-------- SUPPLIED DATA
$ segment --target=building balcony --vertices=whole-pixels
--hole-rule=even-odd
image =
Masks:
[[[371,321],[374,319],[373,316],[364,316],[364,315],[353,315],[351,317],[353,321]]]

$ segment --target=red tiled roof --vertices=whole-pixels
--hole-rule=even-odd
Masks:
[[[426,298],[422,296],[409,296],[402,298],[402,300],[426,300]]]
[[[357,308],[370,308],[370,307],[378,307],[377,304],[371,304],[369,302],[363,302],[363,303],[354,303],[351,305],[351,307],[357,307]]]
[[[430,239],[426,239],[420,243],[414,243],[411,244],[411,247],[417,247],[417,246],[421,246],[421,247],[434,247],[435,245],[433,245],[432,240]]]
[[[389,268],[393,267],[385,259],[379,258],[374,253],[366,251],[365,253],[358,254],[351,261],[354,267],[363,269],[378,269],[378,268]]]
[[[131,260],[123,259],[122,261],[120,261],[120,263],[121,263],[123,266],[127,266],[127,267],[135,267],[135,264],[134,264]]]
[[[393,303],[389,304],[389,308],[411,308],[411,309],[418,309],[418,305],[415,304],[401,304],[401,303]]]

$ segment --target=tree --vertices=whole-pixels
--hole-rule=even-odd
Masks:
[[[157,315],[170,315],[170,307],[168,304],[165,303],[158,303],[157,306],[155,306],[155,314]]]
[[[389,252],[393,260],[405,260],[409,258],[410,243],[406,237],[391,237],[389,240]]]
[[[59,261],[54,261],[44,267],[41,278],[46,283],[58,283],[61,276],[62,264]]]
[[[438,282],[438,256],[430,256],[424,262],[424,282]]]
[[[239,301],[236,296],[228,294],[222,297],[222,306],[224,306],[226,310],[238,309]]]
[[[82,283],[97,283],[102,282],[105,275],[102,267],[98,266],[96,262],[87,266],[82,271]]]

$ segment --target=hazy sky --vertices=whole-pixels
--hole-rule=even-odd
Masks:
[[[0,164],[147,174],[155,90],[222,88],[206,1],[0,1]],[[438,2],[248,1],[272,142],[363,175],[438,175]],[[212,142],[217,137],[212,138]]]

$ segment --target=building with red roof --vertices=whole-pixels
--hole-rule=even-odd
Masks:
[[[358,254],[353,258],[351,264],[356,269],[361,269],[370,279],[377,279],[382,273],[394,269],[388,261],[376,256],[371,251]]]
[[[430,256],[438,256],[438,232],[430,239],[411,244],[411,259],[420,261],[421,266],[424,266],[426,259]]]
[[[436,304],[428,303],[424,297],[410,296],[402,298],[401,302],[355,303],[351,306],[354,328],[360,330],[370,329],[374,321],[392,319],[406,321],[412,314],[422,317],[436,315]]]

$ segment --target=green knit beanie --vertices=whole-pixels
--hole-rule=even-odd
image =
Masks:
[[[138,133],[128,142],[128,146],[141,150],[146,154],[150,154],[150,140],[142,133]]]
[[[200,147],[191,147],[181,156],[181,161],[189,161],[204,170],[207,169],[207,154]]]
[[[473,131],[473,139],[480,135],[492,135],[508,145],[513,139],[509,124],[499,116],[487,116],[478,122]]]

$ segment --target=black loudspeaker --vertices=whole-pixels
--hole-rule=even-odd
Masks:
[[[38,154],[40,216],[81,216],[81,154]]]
----------------
*WHAT THE EXERCISE ASKS:*
Copy every item above word for word, from its first line through its last.

*COMPLETE OUTPUT:*
$ segment --target=building balcony --vertices=whole-pixels
--hole-rule=even-odd
image =
Masks:
[[[371,321],[374,319],[373,316],[364,316],[364,315],[353,315],[351,317],[353,321]]]

$ segment --target=red tiled roof --vertices=whole-pixels
--hole-rule=even-odd
Masks:
[[[426,298],[422,296],[409,296],[402,298],[402,300],[426,300]]]
[[[357,308],[370,308],[370,307],[378,307],[377,304],[371,304],[369,302],[363,302],[363,303],[354,303],[351,305],[351,307],[357,307]]]
[[[430,239],[426,239],[420,243],[414,243],[411,244],[411,247],[417,247],[417,246],[421,246],[421,247],[434,247],[435,245],[433,245],[432,240]]]
[[[389,268],[393,267],[385,259],[379,258],[374,253],[366,251],[365,253],[358,254],[351,261],[354,267],[363,269],[378,269],[378,268]]]
[[[131,260],[123,259],[122,261],[120,261],[120,263],[121,263],[123,266],[127,266],[127,267],[135,267],[135,264],[134,264]]]
[[[393,303],[389,304],[389,308],[411,308],[411,309],[418,309],[418,305],[415,304],[401,304],[401,303]]]

$ segment --target=tree --vertices=whole-pixels
--hole-rule=even-odd
Masks:
[[[157,315],[170,315],[170,307],[168,304],[165,303],[158,303],[157,306],[155,306],[155,314]]]
[[[389,252],[393,260],[405,260],[409,258],[410,243],[406,237],[391,237],[389,240]]]
[[[59,261],[54,261],[44,267],[41,278],[46,283],[58,283],[61,276],[62,264]]]
[[[438,282],[438,256],[430,256],[424,262],[424,282]]]
[[[239,301],[236,296],[228,294],[222,297],[222,306],[224,306],[226,310],[238,309]]]
[[[82,283],[97,283],[102,282],[105,275],[102,267],[98,266],[96,262],[87,266],[82,271]]]

$ segment --target=hazy sky --vertices=whole-pixels
--hole-rule=even-odd
Masks:
[[[0,164],[147,174],[155,90],[222,88],[206,1],[0,1]],[[438,2],[248,1],[272,142],[363,175],[438,175]],[[212,142],[217,137],[212,138]]]

$ segment --target=building with red roof --vertices=whole-pixels
--hole-rule=even-odd
Masks:
[[[358,254],[353,258],[351,264],[356,269],[361,269],[370,279],[377,279],[382,273],[394,269],[388,261],[376,256],[371,251]]]
[[[430,256],[438,256],[438,232],[430,239],[411,244],[411,259],[420,261],[421,266],[424,266],[426,259]]]
[[[436,304],[428,303],[424,297],[410,296],[402,298],[401,302],[355,303],[351,306],[354,328],[360,330],[370,329],[374,321],[392,319],[406,321],[412,314],[422,317],[436,315]]]

$ segment --target=green knit beanie --vertices=whole-pixels
--hole-rule=even-odd
image =
Masks:
[[[138,133],[128,142],[128,146],[141,150],[146,154],[150,154],[150,140],[142,133]]]
[[[200,147],[191,147],[181,156],[181,161],[189,161],[204,170],[207,169],[207,154]]]
[[[473,131],[473,139],[480,135],[492,135],[508,145],[513,139],[509,124],[499,116],[487,116],[478,122]]]

$ segment --target=black loudspeaker --vertices=whole-pixels
--hole-rule=even-odd
Masks:
[[[38,154],[40,216],[81,216],[81,154]]]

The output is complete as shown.